───── Supplied text ─────

Meck provided some history: “There were two prior major efforts on model legislation that were national in nature: the Standard States Zoning Enabling Act and the other Standard City Planning Enabling Act. These two acts were drafted in the 1920s by an advisory committee of the U.S. Department of Commerce under Herbert Hoover. They are called the Standard Acts, and they were tremendously influential in the United States, and most state enabling legislation up until 15 or 20 years ago were based on these acts. These were model acts that states could adopt, and they did, almost verbatim.”
Meck said that a little less than half the states have done some type of reform of their planning statutes in recent years.
“The major reform states are states like Oregon, Washington, New Jersey, Florida, Wisconsin, Kentucky, Maine, Tennessee, and Rhode Island,” he said. There, the statutes are “far more modernized.” But there are states in the Midwest – for example Ohio, Iowa, and Illinois – “where the legislation has remained pretty much unchanged for 50 years.”
According to Meck, language from the portions of the Guidebook that have been released have already been adopted in some states.
“People would take language from it, which is the idea,” he said. “The Guidebook is supposed to be a source book for statutory language, and actually incorporated into the bills. Sometimes they pass, sometimes they don’t. There was an Impact Fee statute that was introduced in the Kentucky legislature that did not pass.”
Asked about the benefits of Smart Growth and the new planning process, Meck answered that he likened these to a fire extinguisher.

───── Information provided ─────

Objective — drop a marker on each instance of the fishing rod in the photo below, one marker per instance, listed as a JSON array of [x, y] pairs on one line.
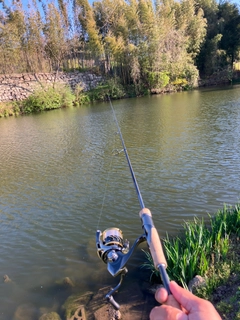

─────

Complete the following>
(1) Using the text on planning laws, answer each of these:
(a) Who drafted the two Standard Acts, and in which decade?
(b) For about how long has planning legislation stayed mostly unchanged in Ohio, Iowa, and Illinois?
(c) What kind of statute was introduced in the Kentucky legislature and did not pass?
(2) Sum up the text on planning laws in two sentences.
You won't need the data for this.

Responses in order>
(1)
(a) An advisory committee of the U.S. Department of Commerce under Herbert Hoover, in the 1920s.
(b) About 50 years.
(c) An Impact Fee statute.

(2) Meck explains that two model acts from the 1920s, the Standard States Zoning Enabling Act and the Standard City Planning Enabling Act, shaped most state planning laws until 15 or 20 years ago. A little less than half the states have since reformed their statutes, while some Midwest states have changed little in 50 years, and language from the released parts of the Guidebook, meant as a source book for statutory language, has already been adopted in some states.